## BEGIN SOURCE TEXT

The nature of dark matter is one of the most important problems faced by fundamental physics. To answer the question whether the dark matter is cold or warm, one key is to measure the dark matter particle mass through cosmological observations of small-scale structures. The dark matter particle mass has been constrained at low redshifts, but has never been constrained at cosmic dawn, when the first luminous objects form in the pristine dark matter halos. However, detecting the small-scale structures in which no star formation has ever occurred is rather difficult.

Fortunately, the atomic hydrogen gas in and around these dark small structures creates 21-cm absorption lines along the lines of sight against high-redshift radio point sources, known collectively as the 21-cm forest (Fig. 1 – left panel). The 21-cm forest on the source spectrum provides a unique probe to the small-scale structures during cosmic dawn. However, the 21-cm forest signals will be easily suppressed by the heating effect of the first galaxies in the early universe, making the detection very challenging (Fig. 1 – right panel). On the other hand, the early heating history by itself is a fundamental and unsettled problem in astrophysics and cosmology, which has a complex interplay with the formation of the first galaxies.

Fig.1 – Left: an illustration of 21-cm forest signals produced by various structures along a line of sight towards a background source. Right: the effect of heating, parameterized by fX, on the transmission of 21-cm photons (Xu et al. 2011).

## END SOURCE TEXT
## BEGIN SUPPLIED MATERIAL

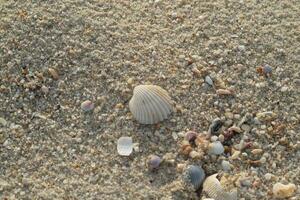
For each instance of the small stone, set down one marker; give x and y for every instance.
(224, 92)
(45, 89)
(194, 175)
(215, 148)
(257, 151)
(221, 138)
(226, 165)
(180, 167)
(191, 136)
(130, 81)
(268, 176)
(53, 73)
(229, 115)
(209, 81)
(124, 146)
(3, 122)
(282, 191)
(195, 155)
(246, 127)
(87, 106)
(284, 89)
(214, 138)
(153, 162)
(235, 155)
(215, 126)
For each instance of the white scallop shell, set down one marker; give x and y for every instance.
(213, 188)
(150, 104)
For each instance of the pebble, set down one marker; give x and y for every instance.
(268, 176)
(124, 146)
(284, 89)
(53, 73)
(214, 138)
(226, 165)
(229, 115)
(195, 155)
(246, 127)
(215, 126)
(209, 81)
(45, 89)
(257, 151)
(191, 136)
(224, 92)
(87, 106)
(235, 155)
(153, 162)
(3, 122)
(194, 175)
(282, 191)
(215, 148)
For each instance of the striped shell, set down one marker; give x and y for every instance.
(150, 104)
(213, 188)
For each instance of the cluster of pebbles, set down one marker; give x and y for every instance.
(226, 142)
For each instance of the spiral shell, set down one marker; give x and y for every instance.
(213, 188)
(150, 104)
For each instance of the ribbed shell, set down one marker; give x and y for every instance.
(150, 104)
(213, 188)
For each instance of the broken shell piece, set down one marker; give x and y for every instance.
(150, 104)
(213, 188)
(194, 175)
(124, 146)
(215, 148)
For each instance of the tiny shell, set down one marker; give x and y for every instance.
(213, 188)
(150, 104)
(194, 175)
(215, 148)
(124, 146)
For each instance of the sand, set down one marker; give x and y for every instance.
(101, 50)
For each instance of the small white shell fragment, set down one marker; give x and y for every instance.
(213, 188)
(150, 104)
(215, 148)
(124, 146)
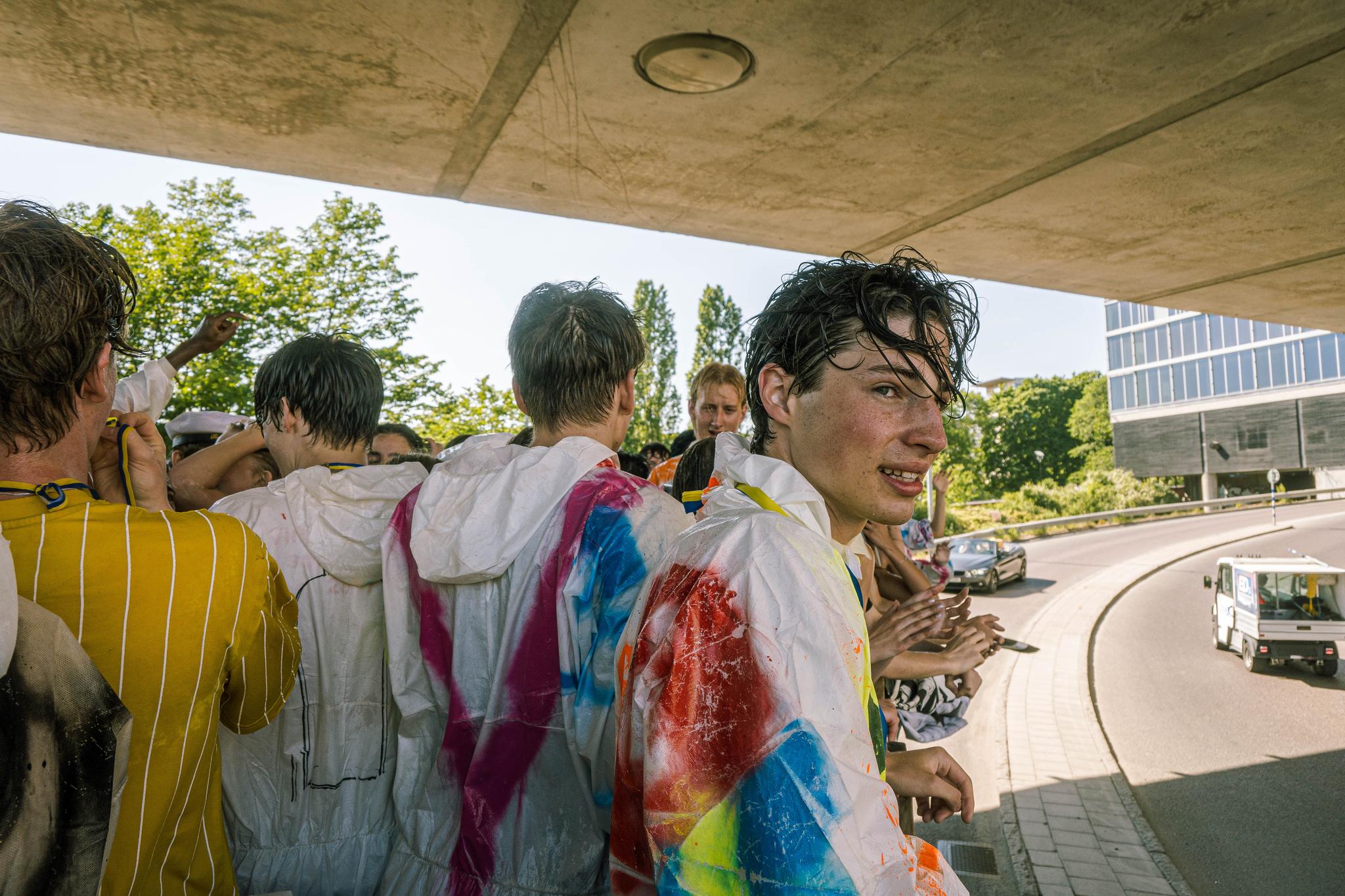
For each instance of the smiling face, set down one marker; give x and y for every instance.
(866, 436)
(716, 409)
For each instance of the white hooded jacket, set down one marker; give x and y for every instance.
(309, 798)
(510, 575)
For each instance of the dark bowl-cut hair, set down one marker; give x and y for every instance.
(64, 296)
(825, 307)
(571, 344)
(412, 437)
(695, 468)
(332, 381)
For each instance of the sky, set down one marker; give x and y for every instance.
(475, 263)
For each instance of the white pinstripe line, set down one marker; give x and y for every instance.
(265, 667)
(201, 666)
(42, 539)
(233, 636)
(125, 616)
(201, 830)
(84, 540)
(163, 679)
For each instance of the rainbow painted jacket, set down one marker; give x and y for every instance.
(508, 580)
(745, 758)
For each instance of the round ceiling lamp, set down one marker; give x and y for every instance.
(694, 62)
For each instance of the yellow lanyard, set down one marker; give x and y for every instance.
(51, 494)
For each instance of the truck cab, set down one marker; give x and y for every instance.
(1274, 610)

## END SUPPLIED MATERIAL

### [OBJECTIVES]
1. Condense the paragraph of the dark matter text that begins "The nature of dark matter" into a short bulleted list that keeps its main facts.
2. Print the part of the dark matter text starting with "The nature of" and going on through "is rather difficult.".
The lines after the text have no connection to it.

### [ANSWERS BELOW]
1.
- Dark matter's nature is one of the most important problems in fundamental physics.
- Measuring the dark matter particle mass through cosmological observations of small-scale structures is key to telling whether dark matter is cold or warm.
- The mass has been constrained at low redshifts. It has never been constrained at cosmic dawn, when the first luminous objects form in pristine dark matter halos.
- Small-scale structures where no star formation has ever occurred are hard to detect.

2.
The nature of dark matter is one of the most important problems faced by fundamental physics. To answer the question whether the dark matter is cold or warm, one key is to measure the dark matter particle mass through cosmological observations of small-scale structures. The dark matter particle mass has been constrained at low redshifts, but has never been constrained at cosmic dawn, when the first luminous objects form in the pristine dark matter halos. However, detecting the small-scale structures in which no star formation has ever occurred is rather difficult.